→ **REQUEST**: Which two white meats does the grilling blog post introduce?

## BEGIN READING PASSAGE

Hola! I’m back from beautiful Costa Rica, and I thought I should finally get off my butt and do something worthwhile. Like packing up all my junk for Moving Day. But then I decided I’d much rather update my blog! I mentioned in the last post (eons ago) that I’d get a page up explaining which cooking methods (moist or dry) for which fabricated cuts of meat. If you look at the right (or very top) at the pages on my blog: home, about, etc., you can see that I now have a tab for that.
Today I’m going to continue with grilling, but I’m going to give a basic introduction into the white meats: pork and veal. Yes, veal, get off my back. The white meats are similar into the red meats in that they, too, have static and locomotive muscle. Static muscles are best receptive of dry cooking because they are the muscles not used a lot by the animal walking around and therefore have less tough connective tissue. Locomotive muscles are used a ton and have a lot of tough connective tissue that requires cooking using moist methods and for longer periods of time to break it down. Pork is similar to beef in that the static muscles are up and away from the feet. That is generally true of most animals.

## END READING PASSAGE
## BEGIN LISTED ENTRIES

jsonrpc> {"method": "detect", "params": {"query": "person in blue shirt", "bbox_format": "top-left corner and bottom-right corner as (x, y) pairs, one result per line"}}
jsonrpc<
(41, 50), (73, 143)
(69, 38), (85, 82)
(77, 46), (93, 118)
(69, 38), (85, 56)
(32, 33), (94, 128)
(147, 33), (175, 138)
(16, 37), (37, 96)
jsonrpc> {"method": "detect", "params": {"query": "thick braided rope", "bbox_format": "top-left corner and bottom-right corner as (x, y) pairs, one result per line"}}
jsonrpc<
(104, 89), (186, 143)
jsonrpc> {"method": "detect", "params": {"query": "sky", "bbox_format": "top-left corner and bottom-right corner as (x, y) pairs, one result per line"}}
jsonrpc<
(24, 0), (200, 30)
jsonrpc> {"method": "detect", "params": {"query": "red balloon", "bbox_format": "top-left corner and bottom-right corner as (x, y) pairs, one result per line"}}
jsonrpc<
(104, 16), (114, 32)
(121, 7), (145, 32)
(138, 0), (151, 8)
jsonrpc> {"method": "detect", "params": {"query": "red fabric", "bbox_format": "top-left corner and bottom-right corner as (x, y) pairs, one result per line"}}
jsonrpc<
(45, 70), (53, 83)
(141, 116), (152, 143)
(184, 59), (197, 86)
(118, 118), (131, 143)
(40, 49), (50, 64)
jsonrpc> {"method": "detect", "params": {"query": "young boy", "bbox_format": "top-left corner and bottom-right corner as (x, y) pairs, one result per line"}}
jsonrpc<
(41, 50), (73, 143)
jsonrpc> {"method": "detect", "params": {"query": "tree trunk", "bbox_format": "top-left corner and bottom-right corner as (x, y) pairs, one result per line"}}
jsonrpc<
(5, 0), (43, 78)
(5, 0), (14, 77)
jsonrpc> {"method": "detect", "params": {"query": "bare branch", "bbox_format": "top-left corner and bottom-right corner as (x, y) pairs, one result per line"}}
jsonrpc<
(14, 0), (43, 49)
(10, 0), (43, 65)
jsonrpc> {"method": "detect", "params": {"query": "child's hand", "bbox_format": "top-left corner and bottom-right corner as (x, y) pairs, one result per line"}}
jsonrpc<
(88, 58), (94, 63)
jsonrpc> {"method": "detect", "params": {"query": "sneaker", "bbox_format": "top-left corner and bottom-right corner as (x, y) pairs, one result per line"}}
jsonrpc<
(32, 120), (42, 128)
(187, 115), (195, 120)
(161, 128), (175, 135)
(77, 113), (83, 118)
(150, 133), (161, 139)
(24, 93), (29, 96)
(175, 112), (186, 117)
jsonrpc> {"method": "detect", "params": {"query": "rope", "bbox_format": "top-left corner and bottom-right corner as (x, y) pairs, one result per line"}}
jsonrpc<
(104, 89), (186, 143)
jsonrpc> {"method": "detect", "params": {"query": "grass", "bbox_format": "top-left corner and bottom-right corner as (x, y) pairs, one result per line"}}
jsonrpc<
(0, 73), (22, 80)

## END LISTED ENTRIES

→ **ANSWER TO THIS EXERCISE**: Pork and veal.